◆ TEXT SECTION:
-*-*-

If you see this list and are unsure what you can do to help, add integration tests ! The integration tests are written as a full analysis of one word, checking every result.
They are usually structured like so, which makes them (relatively) easy to understand:
def test_regem(self):
result = self.par.parse("regem")
self.assertEqual(len(result.forms), 1)
self.assertEqual(len(result.forms[0].analyses), 1)
# there is only one entry here, but it's easier to just iterate than to retrieve the element if you don't know the key
for analysis in result.forms[0].analyses.values():
self.assertEqual(analysis.lexeme.roots[0], 'rex')
self.assertEqual(analysis.lexeme.wordType, WordType.N) # Noun
self.assertEqual(len(analysis.inflections), 1)
# if there is more than one inflection for this analysis, look in the tests how we test for similar variants
inflection = analysis.inflections[0]
self.assertEqual(inflection.stem, 'reg')
self.assertEqual(inflection.affix, 'em')
self.assertEqual(inflection.wordType, WordType.N)
self.assertTrue(inflection.has_feature(Case.ACC)) # Accusative
self.assertTrue(inflection.has_feature(Gender.M)) # Masculine
self.assertTrue(inflection.has_feature(Number.S)) # Singular
More tests are always welcome, because:
- If the result is as you expected, then the test you wrote actively prevents bugs on the parts of the logic it traverses
- If you see unexpected results, either you learn something about Latin inflections, or you've discovered a bug
- Once you've discovered a bug, you can try fixing it ! That way, you get to know the code base better
- Once the bug has been fixed, the test you wrote actively prevents the bug from reoccurring
- see if there is a more elegant way to insert the data layer into relevant methods
- decide if class names are OK
- fix "PACKON" type
- make it more generic (e.g. allow a custom backend such as an SQL database)
- do we need the filter() inception ?
- allow filtering on other metadata than frequency
- filtering on frequency should also filter the wordlist to prevent homonymic false positives
- unit tests for matcher
- more unit tests for methods that use the datalayer
- many more tests for specific words are needed
- test WordsFormatter for comparison to Whitaker's Words
- write some actual benchmarks including warmup time etc

-*-*-

◆ OBJECTIVE:
Could you rewrite the text on integration tests between "self.assertEqual(analysis.lexeme.wordType, WordType.N) #" and "self.assertEqual(inflection.stem, 'reg')", inclusive, renaming "stem" to "base"?

◆ MATERIAL:

-*-*-

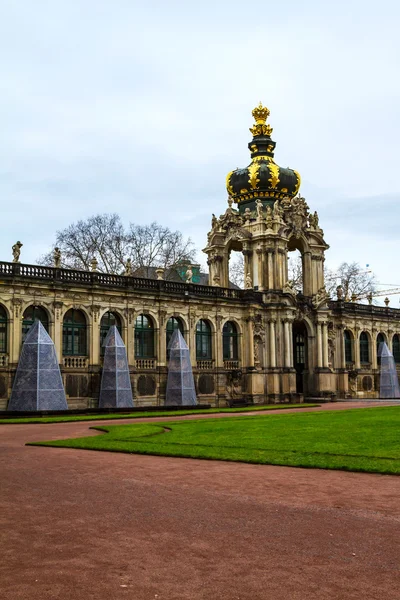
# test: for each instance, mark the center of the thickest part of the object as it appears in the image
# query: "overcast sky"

-*-*-

◆ EXERCISE SOLUTION:
self.assertEqual(analysis.lexeme.wordType, WordType.N) # Noun
self.assertEqual(len(analysis.inflections), 1)
# if there is more than one inflection for this analysis, look in the tests how we test for similar variants
inflection = analysis.inflections[0]
self.assertEqual(inflection.base, 'reg')